**Exercise brief:** Please select each line in the records below that contains the string "tree", and copy those lines as they appear.

(Data lines)
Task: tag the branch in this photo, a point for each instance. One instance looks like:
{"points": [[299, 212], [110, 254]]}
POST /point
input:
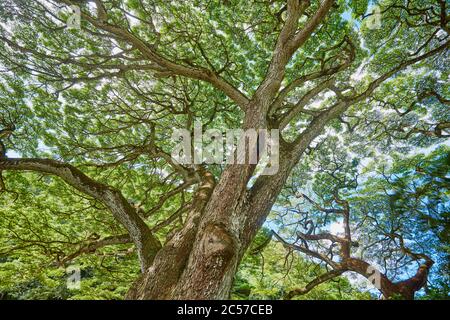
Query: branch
{"points": [[94, 245], [198, 73], [317, 281], [146, 243]]}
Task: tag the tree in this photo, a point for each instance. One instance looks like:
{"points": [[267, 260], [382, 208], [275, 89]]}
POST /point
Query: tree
{"points": [[94, 106], [385, 223]]}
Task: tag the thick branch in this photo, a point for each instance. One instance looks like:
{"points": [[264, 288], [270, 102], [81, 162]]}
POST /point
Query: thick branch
{"points": [[146, 243]]}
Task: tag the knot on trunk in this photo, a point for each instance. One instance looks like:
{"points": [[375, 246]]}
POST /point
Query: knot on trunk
{"points": [[218, 245]]}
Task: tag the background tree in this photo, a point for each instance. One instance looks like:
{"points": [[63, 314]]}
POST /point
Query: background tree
{"points": [[95, 106], [383, 225]]}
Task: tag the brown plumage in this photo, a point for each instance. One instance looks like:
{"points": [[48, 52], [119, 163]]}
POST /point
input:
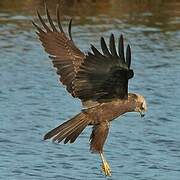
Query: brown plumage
{"points": [[100, 80]]}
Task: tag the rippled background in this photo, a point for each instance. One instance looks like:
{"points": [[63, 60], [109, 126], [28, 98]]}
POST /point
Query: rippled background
{"points": [[32, 101]]}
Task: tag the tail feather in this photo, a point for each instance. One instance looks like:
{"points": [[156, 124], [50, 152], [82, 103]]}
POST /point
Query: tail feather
{"points": [[73, 136], [70, 129]]}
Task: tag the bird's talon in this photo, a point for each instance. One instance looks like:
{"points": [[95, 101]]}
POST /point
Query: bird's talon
{"points": [[106, 168]]}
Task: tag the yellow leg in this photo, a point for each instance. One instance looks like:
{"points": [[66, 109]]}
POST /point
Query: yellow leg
{"points": [[105, 166]]}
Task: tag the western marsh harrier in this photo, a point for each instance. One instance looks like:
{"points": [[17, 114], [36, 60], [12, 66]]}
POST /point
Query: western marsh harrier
{"points": [[99, 80]]}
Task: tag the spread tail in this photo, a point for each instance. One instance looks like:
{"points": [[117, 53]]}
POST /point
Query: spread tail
{"points": [[69, 130]]}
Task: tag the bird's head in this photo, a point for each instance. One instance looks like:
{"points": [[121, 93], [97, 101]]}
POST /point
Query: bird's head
{"points": [[140, 104]]}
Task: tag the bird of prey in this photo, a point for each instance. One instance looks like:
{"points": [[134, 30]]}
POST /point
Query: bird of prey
{"points": [[98, 79]]}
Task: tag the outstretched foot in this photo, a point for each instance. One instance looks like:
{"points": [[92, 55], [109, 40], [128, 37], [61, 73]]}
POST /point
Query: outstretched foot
{"points": [[105, 166]]}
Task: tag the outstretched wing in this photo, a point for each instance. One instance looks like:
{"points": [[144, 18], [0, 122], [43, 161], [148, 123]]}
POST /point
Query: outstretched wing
{"points": [[66, 57], [104, 76]]}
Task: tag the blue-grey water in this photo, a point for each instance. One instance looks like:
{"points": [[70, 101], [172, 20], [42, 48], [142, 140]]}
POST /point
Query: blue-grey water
{"points": [[32, 101]]}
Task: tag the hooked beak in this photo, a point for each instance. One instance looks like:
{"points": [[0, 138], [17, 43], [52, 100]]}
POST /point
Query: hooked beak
{"points": [[142, 114]]}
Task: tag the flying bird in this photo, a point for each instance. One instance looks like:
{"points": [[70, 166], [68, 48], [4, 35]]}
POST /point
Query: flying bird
{"points": [[98, 79]]}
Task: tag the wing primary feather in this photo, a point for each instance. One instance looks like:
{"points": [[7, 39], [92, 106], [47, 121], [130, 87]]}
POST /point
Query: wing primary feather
{"points": [[37, 27], [112, 46], [49, 19], [42, 22], [104, 47], [128, 56], [69, 29], [121, 48], [95, 51], [58, 18]]}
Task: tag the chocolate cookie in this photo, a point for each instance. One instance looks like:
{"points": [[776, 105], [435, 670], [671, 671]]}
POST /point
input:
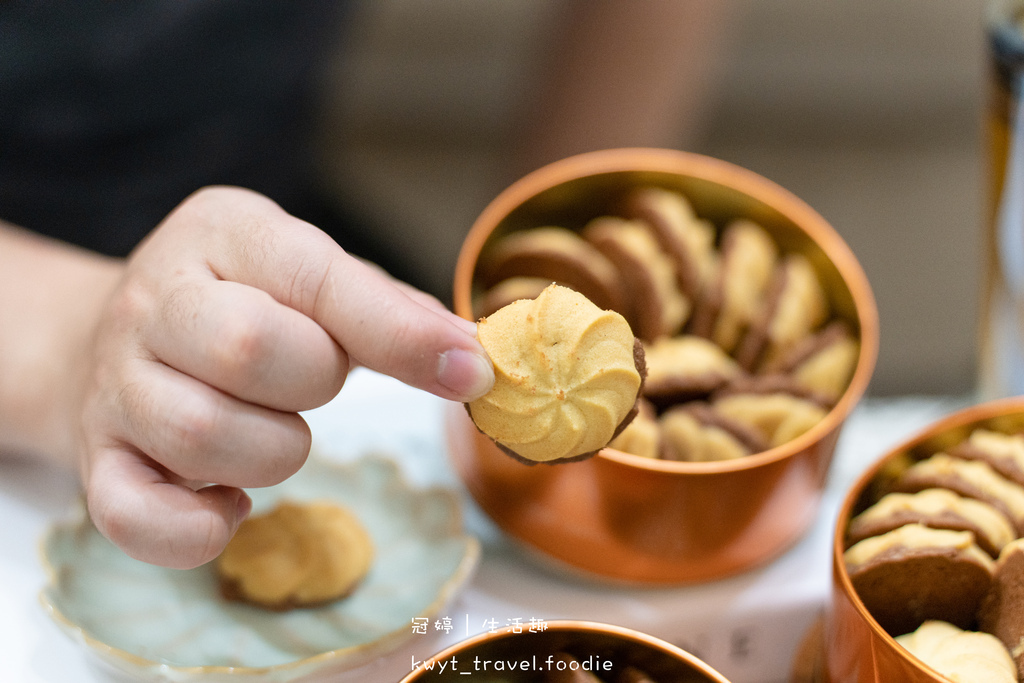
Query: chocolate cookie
{"points": [[958, 654], [655, 305], [1004, 453], [969, 478], [1001, 611], [748, 259], [694, 432], [685, 368], [937, 508], [555, 254], [642, 436], [794, 306], [915, 573], [687, 239]]}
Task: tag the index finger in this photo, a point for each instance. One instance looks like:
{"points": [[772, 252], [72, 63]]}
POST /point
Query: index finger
{"points": [[377, 324]]}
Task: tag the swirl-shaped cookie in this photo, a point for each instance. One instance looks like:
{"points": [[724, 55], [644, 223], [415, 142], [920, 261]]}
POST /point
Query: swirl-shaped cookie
{"points": [[567, 376]]}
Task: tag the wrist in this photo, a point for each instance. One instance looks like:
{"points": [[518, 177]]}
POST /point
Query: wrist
{"points": [[54, 298]]}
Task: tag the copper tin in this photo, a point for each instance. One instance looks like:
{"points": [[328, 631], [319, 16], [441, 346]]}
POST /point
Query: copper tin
{"points": [[600, 642], [627, 518], [857, 649]]}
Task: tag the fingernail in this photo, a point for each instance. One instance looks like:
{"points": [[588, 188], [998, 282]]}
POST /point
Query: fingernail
{"points": [[469, 327], [467, 374], [245, 506]]}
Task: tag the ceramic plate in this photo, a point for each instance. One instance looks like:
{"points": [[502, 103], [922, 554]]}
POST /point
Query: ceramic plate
{"points": [[171, 625]]}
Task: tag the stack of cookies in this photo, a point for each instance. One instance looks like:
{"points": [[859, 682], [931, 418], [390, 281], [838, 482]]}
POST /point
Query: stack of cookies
{"points": [[743, 349], [942, 543]]}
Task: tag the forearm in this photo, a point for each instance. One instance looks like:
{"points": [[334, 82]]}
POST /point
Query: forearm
{"points": [[50, 298]]}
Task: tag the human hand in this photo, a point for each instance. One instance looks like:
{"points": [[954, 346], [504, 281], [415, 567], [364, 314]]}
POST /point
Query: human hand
{"points": [[229, 318]]}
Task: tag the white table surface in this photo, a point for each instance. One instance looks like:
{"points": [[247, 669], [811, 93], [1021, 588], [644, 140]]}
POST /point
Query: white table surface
{"points": [[748, 627]]}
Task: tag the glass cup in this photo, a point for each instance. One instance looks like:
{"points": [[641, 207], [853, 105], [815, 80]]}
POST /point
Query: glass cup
{"points": [[1001, 338]]}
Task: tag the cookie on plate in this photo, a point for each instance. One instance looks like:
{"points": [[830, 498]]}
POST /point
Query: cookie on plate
{"points": [[296, 555], [914, 573], [567, 377]]}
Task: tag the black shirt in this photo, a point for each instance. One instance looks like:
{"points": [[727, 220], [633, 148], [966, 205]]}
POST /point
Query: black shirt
{"points": [[112, 113]]}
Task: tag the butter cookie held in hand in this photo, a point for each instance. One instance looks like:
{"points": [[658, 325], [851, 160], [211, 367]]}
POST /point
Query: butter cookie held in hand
{"points": [[567, 377]]}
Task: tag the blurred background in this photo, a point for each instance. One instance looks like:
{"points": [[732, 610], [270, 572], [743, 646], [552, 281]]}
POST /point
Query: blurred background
{"points": [[868, 110]]}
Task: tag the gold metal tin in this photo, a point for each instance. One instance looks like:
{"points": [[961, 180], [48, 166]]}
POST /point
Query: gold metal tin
{"points": [[856, 648], [622, 517]]}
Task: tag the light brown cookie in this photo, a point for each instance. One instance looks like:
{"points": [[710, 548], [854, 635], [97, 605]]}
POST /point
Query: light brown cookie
{"points": [[822, 363], [795, 305], [642, 436], [1004, 453], [914, 573], [1001, 611], [687, 239], [656, 306], [778, 417], [296, 555], [969, 478], [567, 377], [685, 368], [748, 256], [556, 254], [961, 655], [937, 508], [693, 432], [507, 291]]}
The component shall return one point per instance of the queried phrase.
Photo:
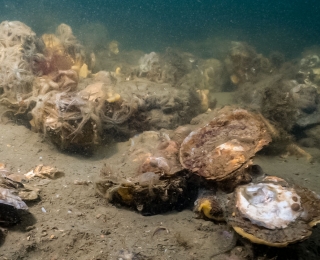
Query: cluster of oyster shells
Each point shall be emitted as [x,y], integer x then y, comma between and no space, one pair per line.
[221,150]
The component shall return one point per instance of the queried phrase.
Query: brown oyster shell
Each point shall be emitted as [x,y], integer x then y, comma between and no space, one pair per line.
[147,176]
[298,230]
[224,146]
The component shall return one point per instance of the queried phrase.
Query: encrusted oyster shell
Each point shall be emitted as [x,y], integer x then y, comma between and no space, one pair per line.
[224,146]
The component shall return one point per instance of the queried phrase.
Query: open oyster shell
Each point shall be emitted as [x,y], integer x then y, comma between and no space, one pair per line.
[148,176]
[275,215]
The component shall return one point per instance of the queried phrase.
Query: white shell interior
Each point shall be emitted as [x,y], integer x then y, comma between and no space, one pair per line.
[268,205]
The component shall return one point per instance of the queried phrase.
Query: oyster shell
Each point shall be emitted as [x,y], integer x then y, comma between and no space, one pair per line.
[282,214]
[223,147]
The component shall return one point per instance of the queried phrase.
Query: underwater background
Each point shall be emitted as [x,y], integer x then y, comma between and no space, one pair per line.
[284,26]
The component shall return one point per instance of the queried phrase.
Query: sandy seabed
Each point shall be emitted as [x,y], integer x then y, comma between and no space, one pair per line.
[78,224]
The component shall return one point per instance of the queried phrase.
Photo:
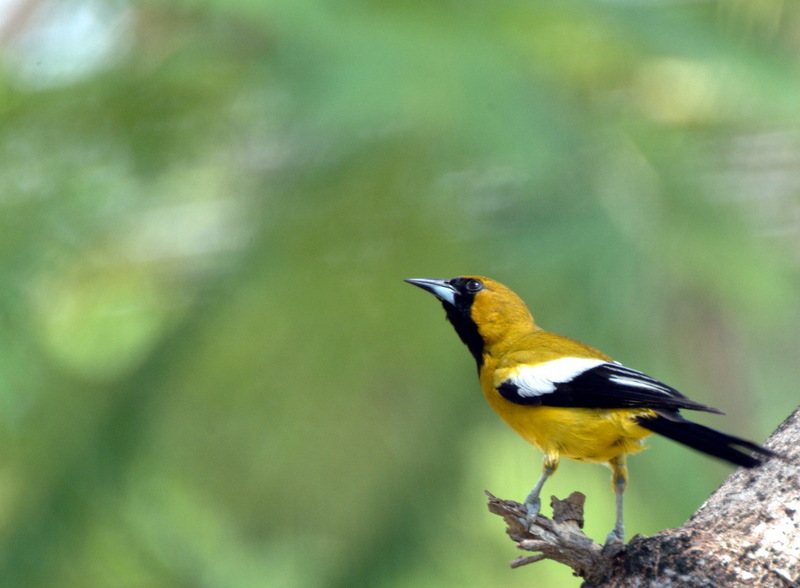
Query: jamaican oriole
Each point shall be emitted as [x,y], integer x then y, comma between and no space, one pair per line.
[567,398]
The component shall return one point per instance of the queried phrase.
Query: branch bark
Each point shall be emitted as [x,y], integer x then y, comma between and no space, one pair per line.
[746,534]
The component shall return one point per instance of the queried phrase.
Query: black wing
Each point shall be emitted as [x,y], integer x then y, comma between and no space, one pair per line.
[607,385]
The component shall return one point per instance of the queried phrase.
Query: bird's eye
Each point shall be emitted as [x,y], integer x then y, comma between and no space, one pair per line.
[473,285]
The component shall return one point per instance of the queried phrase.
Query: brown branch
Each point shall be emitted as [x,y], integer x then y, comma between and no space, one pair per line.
[746,534]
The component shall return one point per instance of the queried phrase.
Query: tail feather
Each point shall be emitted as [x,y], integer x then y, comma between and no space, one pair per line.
[707,440]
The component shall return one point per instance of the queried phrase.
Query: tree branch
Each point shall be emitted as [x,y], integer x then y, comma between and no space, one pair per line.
[746,534]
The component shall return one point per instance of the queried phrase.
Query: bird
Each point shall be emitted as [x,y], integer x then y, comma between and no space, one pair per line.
[567,398]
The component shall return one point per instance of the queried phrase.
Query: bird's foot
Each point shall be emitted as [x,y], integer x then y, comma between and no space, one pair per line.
[615,543]
[531,512]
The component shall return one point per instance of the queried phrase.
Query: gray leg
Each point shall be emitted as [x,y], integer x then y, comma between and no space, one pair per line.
[619,479]
[533,503]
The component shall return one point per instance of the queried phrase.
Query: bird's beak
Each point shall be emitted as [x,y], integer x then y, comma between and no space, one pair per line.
[439,288]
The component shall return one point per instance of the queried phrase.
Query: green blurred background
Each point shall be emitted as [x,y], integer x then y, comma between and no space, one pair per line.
[211,372]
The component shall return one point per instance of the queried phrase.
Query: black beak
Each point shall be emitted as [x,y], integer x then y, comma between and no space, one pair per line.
[442,289]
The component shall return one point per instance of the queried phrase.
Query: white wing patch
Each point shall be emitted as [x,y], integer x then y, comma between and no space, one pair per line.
[543,378]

**Worked solution:**
Task: tag the tree in this photo, a point for each instance. One instance looks like:
Query: tree
Task: tag the background tree in this photo, a point for each instance. One instance looks like:
Query: background tree
Query: tree branch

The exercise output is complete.